● **CHALLENGE**
Emit the line that holds "[outline] metal gate" and all lines following it through the end of the data, verbatim, and nothing else.
— START MATERIAL PROVIDED —
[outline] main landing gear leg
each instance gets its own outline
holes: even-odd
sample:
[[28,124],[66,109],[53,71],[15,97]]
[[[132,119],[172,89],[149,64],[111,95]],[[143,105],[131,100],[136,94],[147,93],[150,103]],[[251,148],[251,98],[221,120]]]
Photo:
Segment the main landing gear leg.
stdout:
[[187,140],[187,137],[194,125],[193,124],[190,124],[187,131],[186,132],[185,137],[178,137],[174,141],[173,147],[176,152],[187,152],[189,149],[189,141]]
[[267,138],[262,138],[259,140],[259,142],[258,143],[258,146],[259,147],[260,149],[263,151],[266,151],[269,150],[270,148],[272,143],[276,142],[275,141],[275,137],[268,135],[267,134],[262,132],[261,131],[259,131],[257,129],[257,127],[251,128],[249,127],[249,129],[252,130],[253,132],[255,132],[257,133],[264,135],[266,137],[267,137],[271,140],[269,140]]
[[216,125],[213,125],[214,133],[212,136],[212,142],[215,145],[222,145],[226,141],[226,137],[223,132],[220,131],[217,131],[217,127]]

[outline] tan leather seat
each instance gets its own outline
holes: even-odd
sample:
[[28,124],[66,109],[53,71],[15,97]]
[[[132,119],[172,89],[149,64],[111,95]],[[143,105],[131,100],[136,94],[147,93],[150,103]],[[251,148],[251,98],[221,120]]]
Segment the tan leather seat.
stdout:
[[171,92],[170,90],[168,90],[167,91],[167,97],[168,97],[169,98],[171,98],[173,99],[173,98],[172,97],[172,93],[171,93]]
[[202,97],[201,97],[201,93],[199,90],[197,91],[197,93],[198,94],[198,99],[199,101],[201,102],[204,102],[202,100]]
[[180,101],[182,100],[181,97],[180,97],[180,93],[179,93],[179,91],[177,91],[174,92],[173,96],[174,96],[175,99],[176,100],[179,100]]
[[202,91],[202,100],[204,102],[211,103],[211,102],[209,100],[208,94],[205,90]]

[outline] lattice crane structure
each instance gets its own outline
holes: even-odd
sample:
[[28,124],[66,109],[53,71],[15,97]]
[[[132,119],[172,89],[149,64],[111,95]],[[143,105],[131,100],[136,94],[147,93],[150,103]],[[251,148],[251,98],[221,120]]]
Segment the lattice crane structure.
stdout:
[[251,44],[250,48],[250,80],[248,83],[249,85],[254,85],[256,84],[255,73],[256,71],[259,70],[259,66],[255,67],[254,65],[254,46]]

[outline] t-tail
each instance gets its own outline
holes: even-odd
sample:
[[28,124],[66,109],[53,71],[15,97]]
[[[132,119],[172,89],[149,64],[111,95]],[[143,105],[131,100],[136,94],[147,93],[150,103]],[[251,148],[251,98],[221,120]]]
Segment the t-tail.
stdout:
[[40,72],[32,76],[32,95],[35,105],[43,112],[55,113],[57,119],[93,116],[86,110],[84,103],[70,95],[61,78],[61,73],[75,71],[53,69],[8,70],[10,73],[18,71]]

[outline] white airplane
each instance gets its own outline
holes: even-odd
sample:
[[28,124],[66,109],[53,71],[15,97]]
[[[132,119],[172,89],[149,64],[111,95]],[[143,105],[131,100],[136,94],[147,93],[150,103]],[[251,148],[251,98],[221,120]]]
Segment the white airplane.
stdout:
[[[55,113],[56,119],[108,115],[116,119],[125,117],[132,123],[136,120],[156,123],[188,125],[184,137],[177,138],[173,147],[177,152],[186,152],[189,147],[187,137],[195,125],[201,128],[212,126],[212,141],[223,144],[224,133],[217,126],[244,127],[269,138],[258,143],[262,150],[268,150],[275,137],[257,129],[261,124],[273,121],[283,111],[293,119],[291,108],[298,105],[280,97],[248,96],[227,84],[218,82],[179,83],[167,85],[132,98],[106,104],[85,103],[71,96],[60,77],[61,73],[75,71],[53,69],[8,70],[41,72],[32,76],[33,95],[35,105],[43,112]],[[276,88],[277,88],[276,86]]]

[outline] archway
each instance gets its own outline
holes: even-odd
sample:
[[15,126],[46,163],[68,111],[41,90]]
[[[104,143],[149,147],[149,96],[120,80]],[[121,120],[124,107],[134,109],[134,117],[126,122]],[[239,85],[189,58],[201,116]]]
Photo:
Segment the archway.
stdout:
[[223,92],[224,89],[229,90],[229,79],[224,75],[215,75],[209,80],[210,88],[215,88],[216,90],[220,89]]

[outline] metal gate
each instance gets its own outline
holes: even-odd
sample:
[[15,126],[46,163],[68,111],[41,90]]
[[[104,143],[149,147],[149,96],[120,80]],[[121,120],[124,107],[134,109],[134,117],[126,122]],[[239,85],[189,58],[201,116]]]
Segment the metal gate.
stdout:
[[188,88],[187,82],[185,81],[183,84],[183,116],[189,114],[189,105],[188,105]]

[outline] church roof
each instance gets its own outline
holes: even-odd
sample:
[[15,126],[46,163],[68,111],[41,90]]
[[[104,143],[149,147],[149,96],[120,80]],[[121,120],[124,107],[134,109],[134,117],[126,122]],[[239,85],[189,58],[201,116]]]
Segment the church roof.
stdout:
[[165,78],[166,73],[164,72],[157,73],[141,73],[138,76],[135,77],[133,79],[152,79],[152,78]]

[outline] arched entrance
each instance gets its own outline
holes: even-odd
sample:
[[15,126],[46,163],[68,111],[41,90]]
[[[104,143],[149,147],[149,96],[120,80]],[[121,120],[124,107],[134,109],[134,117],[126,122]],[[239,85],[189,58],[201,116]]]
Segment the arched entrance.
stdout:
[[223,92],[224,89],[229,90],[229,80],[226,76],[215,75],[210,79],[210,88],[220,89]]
— END MATERIAL PROVIDED —
● **ANSWER TO THE TASK**
[outline] metal gate
each instance gets its own outline
holes: even-odd
sample:
[[15,126],[46,163],[68,111],[41,90]]
[[[104,143],[149,147],[149,96],[120,80]],[[121,120],[124,107],[134,109],[134,117],[126,122]],[[239,85],[189,58],[201,116]]]
Segment the metal gate.
stdout:
[[188,88],[187,82],[185,81],[183,84],[183,116],[189,114],[189,105],[188,105]]

[outline] church roof
each instance gets its own outline
holes: even-odd
sample:
[[15,126],[46,163],[68,111],[41,90]]
[[[104,143],[149,147],[149,96],[120,80]],[[121,120],[124,107],[134,109],[134,117],[126,122]],[[239,85],[189,58],[201,116]]]
Segment the church roof.
stdout:
[[165,78],[166,73],[164,72],[157,73],[141,73],[138,76],[135,77],[133,79],[152,79],[152,78]]

[outline] arched entrance
each instance gets its own outline
holes: even-odd
sample:
[[15,126],[46,163],[68,111],[41,90]]
[[[104,143],[149,147],[149,96],[120,80]],[[121,120],[124,107],[134,109],[134,117],[126,122]],[[239,85],[189,58],[201,116]]]
Segment the arched entrance.
stdout:
[[223,92],[224,89],[229,90],[229,80],[226,76],[215,75],[210,79],[210,88],[220,89]]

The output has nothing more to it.